■ TASK ITEM
In the listing below, pick out lines with "instance".

##### GIVEN RECORDS #####

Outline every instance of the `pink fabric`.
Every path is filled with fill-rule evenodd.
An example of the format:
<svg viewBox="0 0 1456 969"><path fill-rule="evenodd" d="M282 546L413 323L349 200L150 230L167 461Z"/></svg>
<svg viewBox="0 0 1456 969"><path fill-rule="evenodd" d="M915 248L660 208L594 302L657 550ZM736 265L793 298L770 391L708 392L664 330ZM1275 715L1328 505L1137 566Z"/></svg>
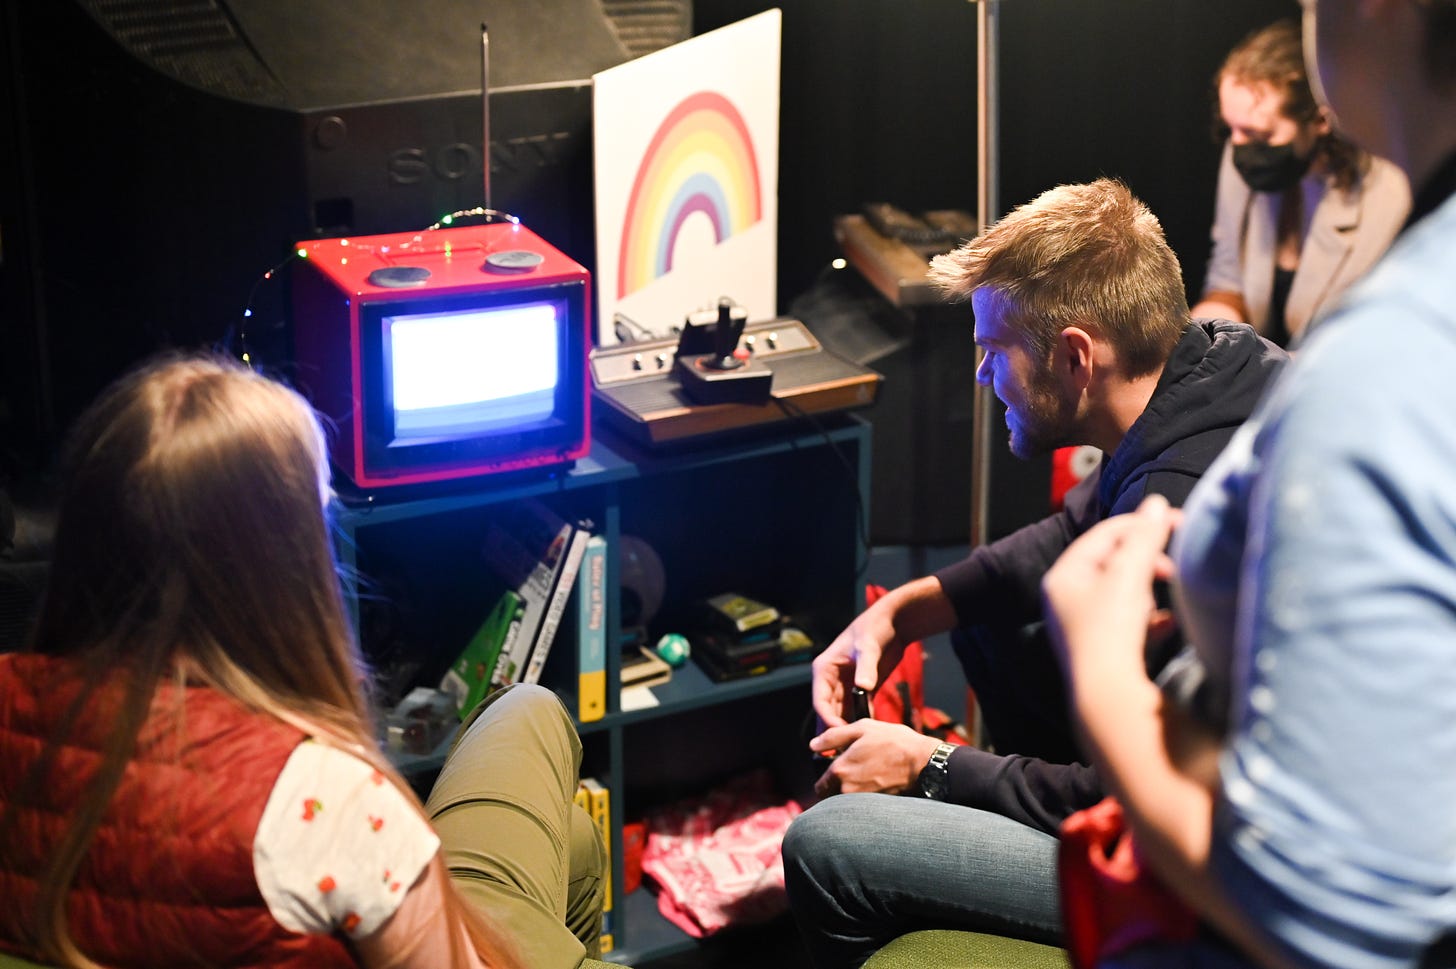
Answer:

#####
##### GIVEN RECORDS #####

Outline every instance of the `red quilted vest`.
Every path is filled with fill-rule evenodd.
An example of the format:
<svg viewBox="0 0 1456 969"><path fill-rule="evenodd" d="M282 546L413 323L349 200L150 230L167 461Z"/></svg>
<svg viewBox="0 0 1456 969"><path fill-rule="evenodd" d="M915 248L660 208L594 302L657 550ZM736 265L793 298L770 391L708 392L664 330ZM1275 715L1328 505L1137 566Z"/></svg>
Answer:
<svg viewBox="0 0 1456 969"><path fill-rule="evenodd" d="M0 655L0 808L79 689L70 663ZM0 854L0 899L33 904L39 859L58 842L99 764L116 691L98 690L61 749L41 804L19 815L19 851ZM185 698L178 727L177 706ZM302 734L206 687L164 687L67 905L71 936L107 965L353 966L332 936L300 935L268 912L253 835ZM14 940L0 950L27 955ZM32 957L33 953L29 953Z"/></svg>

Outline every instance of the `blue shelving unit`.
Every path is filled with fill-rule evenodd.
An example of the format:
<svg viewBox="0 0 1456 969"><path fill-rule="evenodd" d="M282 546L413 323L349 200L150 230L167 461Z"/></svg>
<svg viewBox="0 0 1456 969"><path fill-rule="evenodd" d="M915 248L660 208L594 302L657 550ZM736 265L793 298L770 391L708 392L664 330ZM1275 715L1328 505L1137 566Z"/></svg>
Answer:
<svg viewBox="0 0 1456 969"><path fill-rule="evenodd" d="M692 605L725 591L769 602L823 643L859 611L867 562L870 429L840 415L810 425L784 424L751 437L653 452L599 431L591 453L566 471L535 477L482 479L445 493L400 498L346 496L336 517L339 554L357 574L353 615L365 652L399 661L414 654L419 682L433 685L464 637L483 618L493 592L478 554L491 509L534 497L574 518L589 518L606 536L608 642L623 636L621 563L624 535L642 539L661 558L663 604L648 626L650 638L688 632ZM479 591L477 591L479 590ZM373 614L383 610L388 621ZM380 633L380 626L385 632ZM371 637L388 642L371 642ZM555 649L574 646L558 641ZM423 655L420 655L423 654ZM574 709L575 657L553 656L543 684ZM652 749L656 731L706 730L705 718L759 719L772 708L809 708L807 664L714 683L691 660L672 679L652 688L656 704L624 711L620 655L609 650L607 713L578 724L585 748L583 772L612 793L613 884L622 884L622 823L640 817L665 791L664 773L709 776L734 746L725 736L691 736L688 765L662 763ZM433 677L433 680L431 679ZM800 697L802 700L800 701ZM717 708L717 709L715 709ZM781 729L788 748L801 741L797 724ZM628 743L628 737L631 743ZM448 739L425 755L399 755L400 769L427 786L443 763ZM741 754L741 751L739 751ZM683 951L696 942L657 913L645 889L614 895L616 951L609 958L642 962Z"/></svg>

#####

■ SOLUTION TO THE EXERCISE
Outline every instance of the `pink fabric`.
Outline every instance of the `red quilted vest`.
Outline every instance of the `blue shelving unit`.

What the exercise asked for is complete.